AIM =
Can you quote the lines below exactly, starting at the line with "Review step: verify that every instance of the castle window" and going through the last one?

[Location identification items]
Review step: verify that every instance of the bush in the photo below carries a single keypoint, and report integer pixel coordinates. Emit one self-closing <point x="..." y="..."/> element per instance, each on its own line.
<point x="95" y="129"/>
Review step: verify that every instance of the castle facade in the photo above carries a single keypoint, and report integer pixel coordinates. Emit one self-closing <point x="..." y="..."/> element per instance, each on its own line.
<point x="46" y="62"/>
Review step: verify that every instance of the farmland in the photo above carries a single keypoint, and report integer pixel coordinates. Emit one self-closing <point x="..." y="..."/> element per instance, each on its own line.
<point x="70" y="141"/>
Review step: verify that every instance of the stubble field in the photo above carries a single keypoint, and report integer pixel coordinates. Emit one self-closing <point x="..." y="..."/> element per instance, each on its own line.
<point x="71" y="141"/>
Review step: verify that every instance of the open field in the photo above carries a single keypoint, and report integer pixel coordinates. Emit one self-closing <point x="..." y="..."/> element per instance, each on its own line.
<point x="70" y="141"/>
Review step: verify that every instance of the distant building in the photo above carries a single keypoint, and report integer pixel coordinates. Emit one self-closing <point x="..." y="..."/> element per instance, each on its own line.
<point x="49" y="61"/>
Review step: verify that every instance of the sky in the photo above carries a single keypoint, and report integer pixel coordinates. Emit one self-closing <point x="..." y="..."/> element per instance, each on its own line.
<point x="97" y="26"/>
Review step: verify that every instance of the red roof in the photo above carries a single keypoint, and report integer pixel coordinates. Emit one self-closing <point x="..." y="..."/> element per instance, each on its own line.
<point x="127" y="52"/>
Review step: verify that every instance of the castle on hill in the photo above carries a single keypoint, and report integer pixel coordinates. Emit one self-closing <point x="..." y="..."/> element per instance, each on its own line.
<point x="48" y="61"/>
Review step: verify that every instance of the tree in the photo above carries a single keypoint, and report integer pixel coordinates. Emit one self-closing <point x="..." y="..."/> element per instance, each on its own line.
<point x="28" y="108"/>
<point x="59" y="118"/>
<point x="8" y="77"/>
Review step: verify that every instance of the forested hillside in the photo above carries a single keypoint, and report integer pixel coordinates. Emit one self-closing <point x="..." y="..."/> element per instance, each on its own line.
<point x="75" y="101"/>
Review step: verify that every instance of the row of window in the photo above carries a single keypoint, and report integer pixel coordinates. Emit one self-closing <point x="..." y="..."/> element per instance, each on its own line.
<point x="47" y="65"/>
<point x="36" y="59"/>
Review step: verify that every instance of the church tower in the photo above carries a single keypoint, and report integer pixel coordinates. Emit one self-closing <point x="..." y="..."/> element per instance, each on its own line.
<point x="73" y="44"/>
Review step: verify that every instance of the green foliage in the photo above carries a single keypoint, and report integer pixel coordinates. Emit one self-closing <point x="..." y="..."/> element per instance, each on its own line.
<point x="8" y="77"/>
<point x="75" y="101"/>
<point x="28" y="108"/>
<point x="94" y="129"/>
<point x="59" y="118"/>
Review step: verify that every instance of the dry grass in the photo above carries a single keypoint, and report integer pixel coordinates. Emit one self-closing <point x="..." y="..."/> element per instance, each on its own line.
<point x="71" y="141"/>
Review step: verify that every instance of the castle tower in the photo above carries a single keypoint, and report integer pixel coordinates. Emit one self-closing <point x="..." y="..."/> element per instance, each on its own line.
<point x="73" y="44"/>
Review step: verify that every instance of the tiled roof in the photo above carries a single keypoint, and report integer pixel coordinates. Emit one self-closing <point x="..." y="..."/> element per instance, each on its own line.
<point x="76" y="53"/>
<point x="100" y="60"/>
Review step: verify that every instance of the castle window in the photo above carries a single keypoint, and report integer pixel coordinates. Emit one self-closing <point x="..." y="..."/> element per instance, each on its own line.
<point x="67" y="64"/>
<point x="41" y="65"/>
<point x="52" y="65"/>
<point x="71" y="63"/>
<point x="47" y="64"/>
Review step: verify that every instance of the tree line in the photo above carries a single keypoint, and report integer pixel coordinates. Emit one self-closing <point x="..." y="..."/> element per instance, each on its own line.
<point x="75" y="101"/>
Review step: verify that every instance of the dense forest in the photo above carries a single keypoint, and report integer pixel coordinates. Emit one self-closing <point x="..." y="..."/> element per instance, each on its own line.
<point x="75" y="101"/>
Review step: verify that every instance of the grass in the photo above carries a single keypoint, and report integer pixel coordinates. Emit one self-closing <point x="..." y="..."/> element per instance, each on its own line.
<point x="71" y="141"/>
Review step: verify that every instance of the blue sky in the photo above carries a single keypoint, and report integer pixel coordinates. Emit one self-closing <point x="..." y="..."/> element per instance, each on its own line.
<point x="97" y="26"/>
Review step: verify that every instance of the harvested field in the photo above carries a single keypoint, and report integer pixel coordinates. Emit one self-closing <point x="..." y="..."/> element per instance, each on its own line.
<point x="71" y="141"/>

EXPECTED ANSWER =
Review step: verify that every instance of the castle window in the photo above carries a single keypoint, and report integer pixel coordinates. Emit one self-closing <point x="..." y="..."/> element per instance, each on its own line.
<point x="67" y="64"/>
<point x="41" y="65"/>
<point x="52" y="65"/>
<point x="71" y="63"/>
<point x="47" y="64"/>
Review step: verify that every instance of the tree line in the photo above carries a single keypoint, and report integer pixel coordinates. Emit one self-closing <point x="..." y="..."/> element per instance, each on its own line.
<point x="75" y="101"/>
Review step: verify that every instance of the dense forest in the photo above carries a single keypoint, and report integer pixel coordinates. Emit one self-closing <point x="..." y="..."/> element per instance, each on its own line.
<point x="75" y="101"/>
Review step: verify that every instance of the grass in the photo above carries a single keypoint, and report integer pixel coordinates. Emit one self-closing <point x="..." y="..."/> element per instance, each on its own line.
<point x="71" y="141"/>
Review step: verify that every instance of the blue sky in the photo above carries a single keypoint, and report integer pixel coordinates. Emit one self-closing <point x="..." y="..."/> element per instance, each on its own line.
<point x="97" y="26"/>
Review step: verify that every instance of the harvested field in the photo above carries a single keypoint, and report integer pixel coordinates. Emit one self-closing <point x="..." y="..."/> element per instance, each on its own line.
<point x="71" y="141"/>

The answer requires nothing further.